• [Aim of the exercise]
Copy the stretch of the sports column below from "When the trade" up to and including "Shula, a high-five.".

***** Document segment

But we’ll probably never know.
The Royals were off last Monday, but Tartabull was a very busy guy.
First, he sent a white limousine to pick up Van Kirk, sending along roses and a note asking her to go with the driver to Wyandotte County Lake on the outskirts of Kansas City.
Tartabull was waiting in a tuxedo with caterers and a harpist. A four-course meal was served.
Afterward, Tartabull took Van Kirk up a hill to a fireworks display.
“Kellie, Will You Marry Me?” read the display.
“Yes,” she said, and the fireworks were set off.
“I’ll get married, I’ll have kids, and I’ll have a lot of things happen in my life, but that was a night I’ll treasure for as long as I live,” Tartabull said.
Mr. Excitement: Joe Robbie, owner of the Miami Dolphins, usually stays out of football matters. But last Sunday, when Miami, picking ninth, selected running back Sammie Smith and later picked safety Louis Oliver in the first round of the National Football League draft, Robbie got involved, sort of.
When the trade with Chicago was completed that allowed the Dolphins to take Oliver with the 25th pick, Robbie got so excited that he gave his coach, Don Shula, a high-five.
“I’ve never seen emotions like that in a draft room,” Robbie said. “In fact, I don’t know if I’ve ever seen emotions in a draft room.”
Trivia time: While playing football for Army, Dwight D. Eisenhower broke his leg trying to tackle which famous player?
Setting the record straight: Houston’s Glenn Davis, whose home run streak reached four consecutive games Wednesday night, giving him seven homers, tops in the National League, said it when asked to explain his power outburst: “Most home run hitters will admit it. I don’t know what it is, but when you get in a groove, maybe muscle memory takes over. You get a pitch you can hit and just react.”
Got that?
Unhappy anniversary: Last April 28, the winless Baltimore Orioles set an American League record by losing their 21st straight game, falling to the Minnesota Twins, 4-2.
What They’re Doing Now Dept.: Andy Benes of Evansville, who was the first player picked in last summer’s major league draft by San Diego, is mowing ‘em down at Wichita, the Padres’ affiliate in the double-A Texas League. The hard-throwing right-hander is 3-0 with a 0.56 earned-run average. In 32 innings, he has 44 strikeouts and has yielded just 18 hits and five walks.
Trivia answer: Jim Thorpe.
Quotebook: “We practiced in the Swale Stakes, the Gotham and the Wood Memorial,” Easy Goer’s trainer Shug McGaughey said upon arriving at Churchill Downs in preparation for next Saturday’s Kentucky Derby. “Now we’re fixin’ to play.”

**********
***** Data records

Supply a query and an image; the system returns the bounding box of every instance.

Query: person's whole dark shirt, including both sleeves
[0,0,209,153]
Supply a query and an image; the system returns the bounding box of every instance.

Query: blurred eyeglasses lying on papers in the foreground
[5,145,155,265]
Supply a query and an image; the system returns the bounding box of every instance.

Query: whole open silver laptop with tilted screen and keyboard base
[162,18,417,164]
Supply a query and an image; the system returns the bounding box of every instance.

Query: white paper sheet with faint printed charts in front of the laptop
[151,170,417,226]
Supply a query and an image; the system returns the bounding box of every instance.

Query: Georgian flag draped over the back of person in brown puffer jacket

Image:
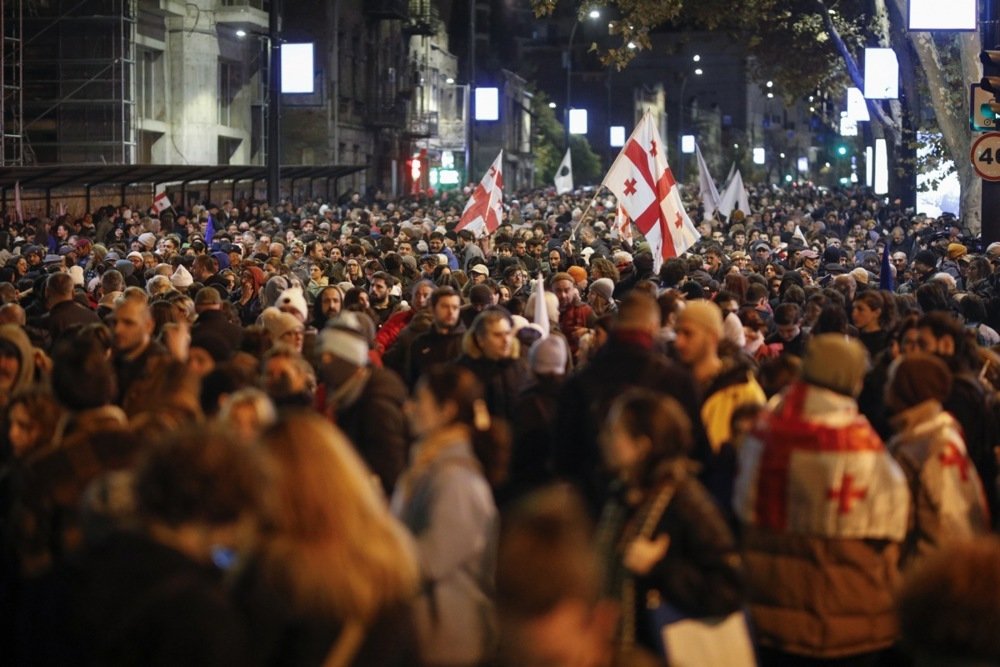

**********

• [Answer space]
When the trade with Chicago was completed that allowed the Dolphins to take Oliver with the 25th pick, Robbie got so excited that he gave his coach, Don Shula, a high-five.